Text -
....

2013 Kajotbet Hockey Games

Tournament details
- Host countries: Czech Republic Sweden
- Cities: Brno Jönköping
- Venues: 2 (in 2 host cities)
- Dates: 25–28 April 2013
- Teams: 4

Final positions
- Champions: Sweden (3rd title)
- Runners-up: Russia
- Third place: Czech Republic
- Fourth place: Finland

Tournament statistics
- Games played: 6
- Goals scored: 21 (3.5 per game)
- Attendance: 33,312 (5,552 per game)
- Scoring leader(s): Sergei Mozyakin Kirill Petrov (3 points)

....

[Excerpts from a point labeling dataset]
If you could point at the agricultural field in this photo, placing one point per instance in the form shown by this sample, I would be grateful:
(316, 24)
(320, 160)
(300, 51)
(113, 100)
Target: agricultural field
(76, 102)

....

Task list -
a. Which team finished as runner-up, according to the tournament summary?
b. Copy the tournament summary word for word, from "Final positions" up to and including "Petrov (3 points)".

Final answers -
a. Russia

b.
Final positions
- Champions: Sweden (3rd title)
- Runners-up: Russia
- Third place: Czech Republic
- Fourth place: Finland

Tournament statistics
- Games played: 6
- Goals scored: 21 (3.5 per game)
- Attendance: 33,312 (5,552 per game)
- Scoring leader(s): Sergei Mozyakin Kirill Petrov (3 points)